» **BRIEF**:
Whenever a line in the data below includes the string "tongue", copy it out.

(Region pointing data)
^^^^^^^^
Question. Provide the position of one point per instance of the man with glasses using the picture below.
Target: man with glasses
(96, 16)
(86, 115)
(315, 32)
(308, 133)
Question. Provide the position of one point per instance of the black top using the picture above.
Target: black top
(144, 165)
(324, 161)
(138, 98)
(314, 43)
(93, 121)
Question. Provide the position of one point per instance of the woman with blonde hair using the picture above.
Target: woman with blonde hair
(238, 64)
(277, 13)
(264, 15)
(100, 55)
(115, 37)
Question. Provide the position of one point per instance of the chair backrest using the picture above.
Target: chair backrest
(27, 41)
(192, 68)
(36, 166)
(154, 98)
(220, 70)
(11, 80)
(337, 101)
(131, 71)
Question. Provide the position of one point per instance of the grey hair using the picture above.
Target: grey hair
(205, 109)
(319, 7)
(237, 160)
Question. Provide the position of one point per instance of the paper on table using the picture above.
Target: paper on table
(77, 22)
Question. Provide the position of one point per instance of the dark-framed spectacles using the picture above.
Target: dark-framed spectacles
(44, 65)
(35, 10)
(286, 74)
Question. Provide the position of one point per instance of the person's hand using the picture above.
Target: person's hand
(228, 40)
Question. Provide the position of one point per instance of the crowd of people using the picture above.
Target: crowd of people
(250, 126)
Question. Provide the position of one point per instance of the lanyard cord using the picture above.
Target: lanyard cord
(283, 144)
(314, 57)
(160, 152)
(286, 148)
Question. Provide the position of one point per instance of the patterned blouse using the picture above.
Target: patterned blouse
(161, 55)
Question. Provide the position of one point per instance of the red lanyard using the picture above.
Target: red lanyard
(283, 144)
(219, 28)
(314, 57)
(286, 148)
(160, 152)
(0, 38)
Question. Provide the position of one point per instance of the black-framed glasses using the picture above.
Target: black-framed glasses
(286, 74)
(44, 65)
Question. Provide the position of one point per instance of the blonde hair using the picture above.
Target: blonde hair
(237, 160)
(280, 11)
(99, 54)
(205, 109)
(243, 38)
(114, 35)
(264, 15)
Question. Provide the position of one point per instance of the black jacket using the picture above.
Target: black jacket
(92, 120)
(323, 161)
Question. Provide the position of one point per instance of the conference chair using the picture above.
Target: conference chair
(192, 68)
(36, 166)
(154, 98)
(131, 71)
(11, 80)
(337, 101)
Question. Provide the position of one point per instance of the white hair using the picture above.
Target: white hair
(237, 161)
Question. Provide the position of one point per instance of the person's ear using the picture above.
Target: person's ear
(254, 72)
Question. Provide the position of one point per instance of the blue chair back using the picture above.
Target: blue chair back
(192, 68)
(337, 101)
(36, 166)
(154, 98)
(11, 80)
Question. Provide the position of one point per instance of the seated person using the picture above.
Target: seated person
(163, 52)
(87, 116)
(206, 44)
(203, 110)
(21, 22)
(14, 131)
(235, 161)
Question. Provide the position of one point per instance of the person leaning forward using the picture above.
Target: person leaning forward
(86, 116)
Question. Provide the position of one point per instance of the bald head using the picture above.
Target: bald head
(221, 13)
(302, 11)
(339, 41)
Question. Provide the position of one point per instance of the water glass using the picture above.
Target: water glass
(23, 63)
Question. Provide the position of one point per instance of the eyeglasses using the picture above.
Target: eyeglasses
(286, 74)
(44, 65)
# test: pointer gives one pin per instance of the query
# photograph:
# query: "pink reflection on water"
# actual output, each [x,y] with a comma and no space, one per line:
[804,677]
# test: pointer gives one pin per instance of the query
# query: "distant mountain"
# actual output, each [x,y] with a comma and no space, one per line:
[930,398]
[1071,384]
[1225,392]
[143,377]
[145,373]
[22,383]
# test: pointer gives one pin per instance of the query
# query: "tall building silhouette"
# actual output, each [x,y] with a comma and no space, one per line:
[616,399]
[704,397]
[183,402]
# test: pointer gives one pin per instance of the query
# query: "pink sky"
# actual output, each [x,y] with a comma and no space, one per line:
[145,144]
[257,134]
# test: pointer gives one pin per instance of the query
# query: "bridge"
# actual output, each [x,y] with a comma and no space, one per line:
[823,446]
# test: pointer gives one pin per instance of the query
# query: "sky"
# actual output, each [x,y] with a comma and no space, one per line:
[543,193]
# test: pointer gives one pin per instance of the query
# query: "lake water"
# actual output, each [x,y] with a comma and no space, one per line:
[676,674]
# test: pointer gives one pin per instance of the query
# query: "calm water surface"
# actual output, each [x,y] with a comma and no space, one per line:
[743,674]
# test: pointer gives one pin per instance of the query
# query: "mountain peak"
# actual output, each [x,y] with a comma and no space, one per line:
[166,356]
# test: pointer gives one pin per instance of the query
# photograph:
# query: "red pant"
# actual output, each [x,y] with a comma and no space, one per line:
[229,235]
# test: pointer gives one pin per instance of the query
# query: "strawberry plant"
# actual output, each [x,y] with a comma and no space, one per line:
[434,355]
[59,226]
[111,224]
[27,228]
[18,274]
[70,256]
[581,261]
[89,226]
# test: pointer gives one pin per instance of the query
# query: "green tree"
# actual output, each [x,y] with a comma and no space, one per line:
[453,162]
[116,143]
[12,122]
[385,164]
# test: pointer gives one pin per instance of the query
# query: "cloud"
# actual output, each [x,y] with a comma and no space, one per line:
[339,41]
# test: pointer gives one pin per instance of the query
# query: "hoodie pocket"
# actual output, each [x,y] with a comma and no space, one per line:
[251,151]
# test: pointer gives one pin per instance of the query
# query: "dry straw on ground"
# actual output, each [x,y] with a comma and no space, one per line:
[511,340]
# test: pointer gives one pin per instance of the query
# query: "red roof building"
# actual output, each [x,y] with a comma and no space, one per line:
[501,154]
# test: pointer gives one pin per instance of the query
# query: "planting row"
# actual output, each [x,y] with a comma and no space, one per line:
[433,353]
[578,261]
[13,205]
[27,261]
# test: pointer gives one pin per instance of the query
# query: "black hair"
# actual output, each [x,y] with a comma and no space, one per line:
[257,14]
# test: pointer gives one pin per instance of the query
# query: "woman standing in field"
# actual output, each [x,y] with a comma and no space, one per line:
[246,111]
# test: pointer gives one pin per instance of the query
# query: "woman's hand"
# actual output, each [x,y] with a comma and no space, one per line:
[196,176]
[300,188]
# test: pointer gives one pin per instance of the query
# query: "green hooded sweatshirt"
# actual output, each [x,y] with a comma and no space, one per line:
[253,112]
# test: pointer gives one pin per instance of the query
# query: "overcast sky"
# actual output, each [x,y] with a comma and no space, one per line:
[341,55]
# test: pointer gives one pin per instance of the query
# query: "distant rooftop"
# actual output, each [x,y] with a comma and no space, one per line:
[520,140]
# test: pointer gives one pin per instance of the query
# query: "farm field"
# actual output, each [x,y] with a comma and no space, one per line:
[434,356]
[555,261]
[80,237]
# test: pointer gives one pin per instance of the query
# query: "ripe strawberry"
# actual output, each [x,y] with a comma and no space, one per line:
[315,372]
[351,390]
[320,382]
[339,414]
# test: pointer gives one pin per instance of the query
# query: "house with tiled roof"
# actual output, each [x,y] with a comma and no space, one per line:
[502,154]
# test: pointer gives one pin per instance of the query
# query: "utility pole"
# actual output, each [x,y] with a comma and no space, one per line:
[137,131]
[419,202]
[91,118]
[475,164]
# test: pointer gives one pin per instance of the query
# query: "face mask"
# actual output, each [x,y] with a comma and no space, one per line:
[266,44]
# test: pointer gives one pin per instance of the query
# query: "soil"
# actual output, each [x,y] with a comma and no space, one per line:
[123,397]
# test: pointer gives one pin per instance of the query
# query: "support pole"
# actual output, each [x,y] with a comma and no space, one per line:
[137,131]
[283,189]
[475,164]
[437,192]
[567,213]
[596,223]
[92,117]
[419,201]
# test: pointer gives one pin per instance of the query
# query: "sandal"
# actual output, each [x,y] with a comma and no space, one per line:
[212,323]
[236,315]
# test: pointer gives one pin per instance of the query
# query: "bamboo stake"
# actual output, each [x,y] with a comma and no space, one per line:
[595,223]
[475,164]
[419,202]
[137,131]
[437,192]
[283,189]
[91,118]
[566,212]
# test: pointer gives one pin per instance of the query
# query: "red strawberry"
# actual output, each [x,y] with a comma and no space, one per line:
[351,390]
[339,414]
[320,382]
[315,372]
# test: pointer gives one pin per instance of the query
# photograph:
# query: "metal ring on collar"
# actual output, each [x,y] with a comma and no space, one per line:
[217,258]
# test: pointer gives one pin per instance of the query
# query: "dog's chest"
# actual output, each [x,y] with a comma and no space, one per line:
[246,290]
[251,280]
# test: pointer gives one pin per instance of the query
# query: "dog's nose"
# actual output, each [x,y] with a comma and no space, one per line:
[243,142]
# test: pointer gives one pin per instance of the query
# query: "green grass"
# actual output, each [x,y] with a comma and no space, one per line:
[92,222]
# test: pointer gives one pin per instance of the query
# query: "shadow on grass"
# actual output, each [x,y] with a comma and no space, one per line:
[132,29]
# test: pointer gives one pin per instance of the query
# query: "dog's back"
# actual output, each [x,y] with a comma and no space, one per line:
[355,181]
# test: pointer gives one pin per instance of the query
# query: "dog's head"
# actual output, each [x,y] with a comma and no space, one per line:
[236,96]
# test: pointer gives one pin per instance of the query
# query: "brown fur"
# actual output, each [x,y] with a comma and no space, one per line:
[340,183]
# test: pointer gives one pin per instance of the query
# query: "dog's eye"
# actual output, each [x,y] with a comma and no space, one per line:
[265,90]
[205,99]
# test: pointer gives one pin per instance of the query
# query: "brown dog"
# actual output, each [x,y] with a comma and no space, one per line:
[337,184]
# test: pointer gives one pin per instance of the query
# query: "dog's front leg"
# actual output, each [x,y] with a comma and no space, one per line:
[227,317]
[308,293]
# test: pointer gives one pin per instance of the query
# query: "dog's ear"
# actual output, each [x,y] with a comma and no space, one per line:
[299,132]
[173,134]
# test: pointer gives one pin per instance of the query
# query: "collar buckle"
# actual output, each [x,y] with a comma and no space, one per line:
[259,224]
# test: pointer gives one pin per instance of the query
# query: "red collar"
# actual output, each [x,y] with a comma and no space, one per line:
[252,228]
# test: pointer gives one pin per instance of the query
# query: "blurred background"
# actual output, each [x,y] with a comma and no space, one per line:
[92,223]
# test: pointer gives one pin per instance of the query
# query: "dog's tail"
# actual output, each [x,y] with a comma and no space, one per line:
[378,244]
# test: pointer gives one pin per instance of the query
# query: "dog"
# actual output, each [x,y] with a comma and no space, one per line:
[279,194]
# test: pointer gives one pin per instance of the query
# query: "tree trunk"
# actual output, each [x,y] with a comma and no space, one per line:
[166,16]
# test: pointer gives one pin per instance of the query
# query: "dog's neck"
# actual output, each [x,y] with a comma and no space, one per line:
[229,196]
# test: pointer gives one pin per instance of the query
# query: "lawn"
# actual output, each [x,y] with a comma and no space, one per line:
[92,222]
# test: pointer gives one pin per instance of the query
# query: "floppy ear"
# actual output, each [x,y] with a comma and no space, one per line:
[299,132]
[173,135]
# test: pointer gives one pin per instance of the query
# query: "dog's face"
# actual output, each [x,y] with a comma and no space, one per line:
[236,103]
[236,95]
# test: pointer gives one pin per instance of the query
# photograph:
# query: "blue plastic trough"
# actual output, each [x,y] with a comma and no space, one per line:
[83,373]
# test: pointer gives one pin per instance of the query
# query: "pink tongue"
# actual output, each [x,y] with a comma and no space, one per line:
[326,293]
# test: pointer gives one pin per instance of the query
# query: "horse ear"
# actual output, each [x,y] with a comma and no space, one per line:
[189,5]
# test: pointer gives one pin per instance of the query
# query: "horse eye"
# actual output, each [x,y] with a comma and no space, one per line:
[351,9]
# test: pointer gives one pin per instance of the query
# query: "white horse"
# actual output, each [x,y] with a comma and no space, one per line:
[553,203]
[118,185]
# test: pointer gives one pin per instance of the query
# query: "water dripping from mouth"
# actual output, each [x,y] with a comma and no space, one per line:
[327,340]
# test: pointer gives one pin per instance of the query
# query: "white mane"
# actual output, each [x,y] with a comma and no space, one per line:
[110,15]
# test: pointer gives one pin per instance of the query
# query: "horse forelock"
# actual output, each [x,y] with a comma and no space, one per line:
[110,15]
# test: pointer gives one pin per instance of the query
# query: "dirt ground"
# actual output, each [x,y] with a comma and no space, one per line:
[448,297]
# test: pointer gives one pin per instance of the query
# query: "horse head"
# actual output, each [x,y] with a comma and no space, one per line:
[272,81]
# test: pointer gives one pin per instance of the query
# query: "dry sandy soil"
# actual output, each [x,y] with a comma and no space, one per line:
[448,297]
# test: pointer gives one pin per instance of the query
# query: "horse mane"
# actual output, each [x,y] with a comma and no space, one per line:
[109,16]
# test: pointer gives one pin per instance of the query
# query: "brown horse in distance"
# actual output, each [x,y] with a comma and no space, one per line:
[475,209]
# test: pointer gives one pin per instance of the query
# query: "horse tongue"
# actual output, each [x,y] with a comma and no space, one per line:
^^^^^^^^
» **RESPONSE TO THIS TASK**:
# query: "pink tongue"
# query: "horse tongue"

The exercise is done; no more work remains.